5 Questions You May Want To Ask Before Your Next Meeting
I’ve been addicted to so many different things in my life that I’ve lost count. In our society we tend to identify addiction with the substances and behaviors that cause the greatest harm to the greatest amount of people but, in my experience we can become addicted to anything.
Even a recovery program.
Before you old-timers in certain recovery rooms raise your swords and start defending your castle, hear me out. I’m not saying that one should abstain from any type of recovery like they should abstain from shooting heroin into their veins. I’m sure over-eaters would agree that abstinence isn’t always the best model of recovery. Personally, I still work a solid recovery program which includes attending meetings regularly.
In fact, most of the things I became addicted to are things that I need in my life to grow and thrive as my best version of me and a solid recovery program is one of them.
Just like food, sex, exercise, love, and just about anything else I can think of, however, recovery programs can be just another way of self-medicating and stagnating your growth if you use them in the same way as your pet drug. Most people I know (myself included) get into recovery for one reason…they don’t want to continue feeling the way they do right now. The common phrase heard in the rooms is I’m sick and tired of being sick and tired.

*Required work*:
Carry on the essay about addiction and recovery programs, picking up right after its last sentence.

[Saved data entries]
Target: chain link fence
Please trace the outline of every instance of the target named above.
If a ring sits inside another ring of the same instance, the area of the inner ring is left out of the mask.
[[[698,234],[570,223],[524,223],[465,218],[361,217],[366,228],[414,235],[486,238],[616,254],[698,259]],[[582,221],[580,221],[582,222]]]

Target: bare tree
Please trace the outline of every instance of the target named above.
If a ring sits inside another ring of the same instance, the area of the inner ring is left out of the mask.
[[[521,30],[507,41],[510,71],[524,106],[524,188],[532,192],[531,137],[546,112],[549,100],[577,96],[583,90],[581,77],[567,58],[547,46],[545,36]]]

==

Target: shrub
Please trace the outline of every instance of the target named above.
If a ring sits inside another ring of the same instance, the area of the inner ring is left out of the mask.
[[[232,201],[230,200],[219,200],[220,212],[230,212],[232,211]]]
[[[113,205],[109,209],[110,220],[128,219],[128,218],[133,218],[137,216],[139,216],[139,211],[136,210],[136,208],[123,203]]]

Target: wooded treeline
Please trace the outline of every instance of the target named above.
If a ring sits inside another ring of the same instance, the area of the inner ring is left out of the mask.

...

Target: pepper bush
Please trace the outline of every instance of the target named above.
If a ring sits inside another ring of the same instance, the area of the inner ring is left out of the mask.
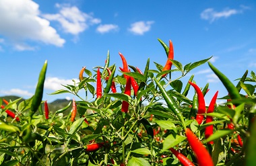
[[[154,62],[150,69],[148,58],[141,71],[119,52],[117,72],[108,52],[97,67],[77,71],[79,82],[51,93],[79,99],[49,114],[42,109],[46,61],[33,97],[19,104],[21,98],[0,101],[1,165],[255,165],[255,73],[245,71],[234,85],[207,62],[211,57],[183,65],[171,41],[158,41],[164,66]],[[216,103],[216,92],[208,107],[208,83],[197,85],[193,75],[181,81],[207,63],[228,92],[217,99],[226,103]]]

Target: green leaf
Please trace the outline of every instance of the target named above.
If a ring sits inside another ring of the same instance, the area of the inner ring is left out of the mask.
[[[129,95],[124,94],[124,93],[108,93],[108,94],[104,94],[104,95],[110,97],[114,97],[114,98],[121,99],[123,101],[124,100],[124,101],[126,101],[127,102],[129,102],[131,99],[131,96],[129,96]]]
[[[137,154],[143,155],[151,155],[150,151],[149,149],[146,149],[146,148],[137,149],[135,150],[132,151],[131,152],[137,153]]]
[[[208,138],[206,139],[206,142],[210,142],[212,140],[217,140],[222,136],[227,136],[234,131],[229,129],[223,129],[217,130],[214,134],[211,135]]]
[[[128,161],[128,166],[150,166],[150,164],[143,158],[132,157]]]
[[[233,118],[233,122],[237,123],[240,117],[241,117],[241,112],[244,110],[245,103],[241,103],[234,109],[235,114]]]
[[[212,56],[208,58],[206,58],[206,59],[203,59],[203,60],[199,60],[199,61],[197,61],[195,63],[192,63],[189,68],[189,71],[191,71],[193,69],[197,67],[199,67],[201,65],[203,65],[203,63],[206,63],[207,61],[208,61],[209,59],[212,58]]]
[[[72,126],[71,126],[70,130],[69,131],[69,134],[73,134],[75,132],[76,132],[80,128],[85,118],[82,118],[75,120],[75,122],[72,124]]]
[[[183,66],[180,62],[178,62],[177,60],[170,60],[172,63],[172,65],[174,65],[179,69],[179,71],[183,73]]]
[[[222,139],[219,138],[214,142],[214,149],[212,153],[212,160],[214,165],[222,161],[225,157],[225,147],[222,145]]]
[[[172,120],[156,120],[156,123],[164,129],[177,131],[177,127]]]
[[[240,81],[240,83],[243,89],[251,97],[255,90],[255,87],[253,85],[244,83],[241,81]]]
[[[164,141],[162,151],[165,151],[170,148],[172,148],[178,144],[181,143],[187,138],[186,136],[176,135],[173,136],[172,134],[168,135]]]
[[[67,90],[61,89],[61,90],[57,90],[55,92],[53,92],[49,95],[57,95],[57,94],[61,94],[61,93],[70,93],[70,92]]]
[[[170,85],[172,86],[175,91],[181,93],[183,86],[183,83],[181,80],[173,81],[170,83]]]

*Answer section*:
There’s nothing like intense pain to get my ass moving and, in hindsight, I’m grateful for that pain because it saved my life. The thing is though, I’m an addict which means whenever I find something that takes my pain away and puts me in my comfort zone, I like to stay there long after I’ve warn out my welcome. Before long, every other area of my life starts deteriorating from neglect and I’m back in that comfortable state of denial and telling myself it’s all good because I’m not shooting dope any more.
I remember the insane things I used to share in the rooms. Things like, “my marriage is on the rocks, I hate my job, my health is in the crapper from all these donuts and coffee but HALLELUJAH, it’s all good because I’m not using my previous drug of choice. All the time, never realizing that all I’d accomplished was substituting one addiction for another.
Spending your life running from pain will only lead you to the next feel good. Sustained recovery, continuing growth, and long term joy requires much more than short term pleasure seeking. It demands that we have a vision and a purpose to our lives. One where we can’t wait to get out of bed in the morning tomorrow, next week, and next year.
Be honest, how does it feel to say to yourself, “I can’t wait to wake up tomorrow so I can get through another day without using”?
Is that really all you came here to do?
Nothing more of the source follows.